[Records supplied — start]
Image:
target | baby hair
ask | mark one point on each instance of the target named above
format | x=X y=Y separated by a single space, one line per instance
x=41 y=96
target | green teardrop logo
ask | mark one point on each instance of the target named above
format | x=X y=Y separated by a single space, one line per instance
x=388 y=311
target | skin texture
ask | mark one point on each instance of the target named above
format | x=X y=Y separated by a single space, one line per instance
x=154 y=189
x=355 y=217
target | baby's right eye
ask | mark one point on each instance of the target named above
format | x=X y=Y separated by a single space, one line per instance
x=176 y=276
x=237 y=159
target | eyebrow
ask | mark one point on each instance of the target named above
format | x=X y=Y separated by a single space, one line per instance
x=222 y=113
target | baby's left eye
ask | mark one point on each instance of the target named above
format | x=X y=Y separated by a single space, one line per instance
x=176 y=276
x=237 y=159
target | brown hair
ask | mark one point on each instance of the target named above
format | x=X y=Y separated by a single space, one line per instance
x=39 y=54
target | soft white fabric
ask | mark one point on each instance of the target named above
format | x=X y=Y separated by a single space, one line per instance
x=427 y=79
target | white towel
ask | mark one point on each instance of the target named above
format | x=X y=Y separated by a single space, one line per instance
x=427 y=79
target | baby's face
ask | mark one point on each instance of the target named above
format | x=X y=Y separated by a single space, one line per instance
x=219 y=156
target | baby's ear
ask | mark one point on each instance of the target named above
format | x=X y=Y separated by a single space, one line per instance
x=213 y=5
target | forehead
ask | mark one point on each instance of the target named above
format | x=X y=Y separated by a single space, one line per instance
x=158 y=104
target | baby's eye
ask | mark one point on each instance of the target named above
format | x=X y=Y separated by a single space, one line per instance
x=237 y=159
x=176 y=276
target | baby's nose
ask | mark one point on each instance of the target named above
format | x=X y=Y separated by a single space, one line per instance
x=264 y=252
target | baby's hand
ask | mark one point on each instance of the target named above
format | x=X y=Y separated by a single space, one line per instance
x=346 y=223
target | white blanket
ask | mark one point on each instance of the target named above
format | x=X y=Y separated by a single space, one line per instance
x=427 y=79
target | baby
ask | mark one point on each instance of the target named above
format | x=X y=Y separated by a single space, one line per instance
[Records supplied — finish]
▸ **Exercise prompt**
Each line that holds the word "baby" should be extracted from the records.

▸ **Written reply**
target | baby hair
target | baby's right eye
target | baby's left eye
target | baby's face
target | baby's ear
target | baby's eye
target | baby's nose
target | baby's hand
target | baby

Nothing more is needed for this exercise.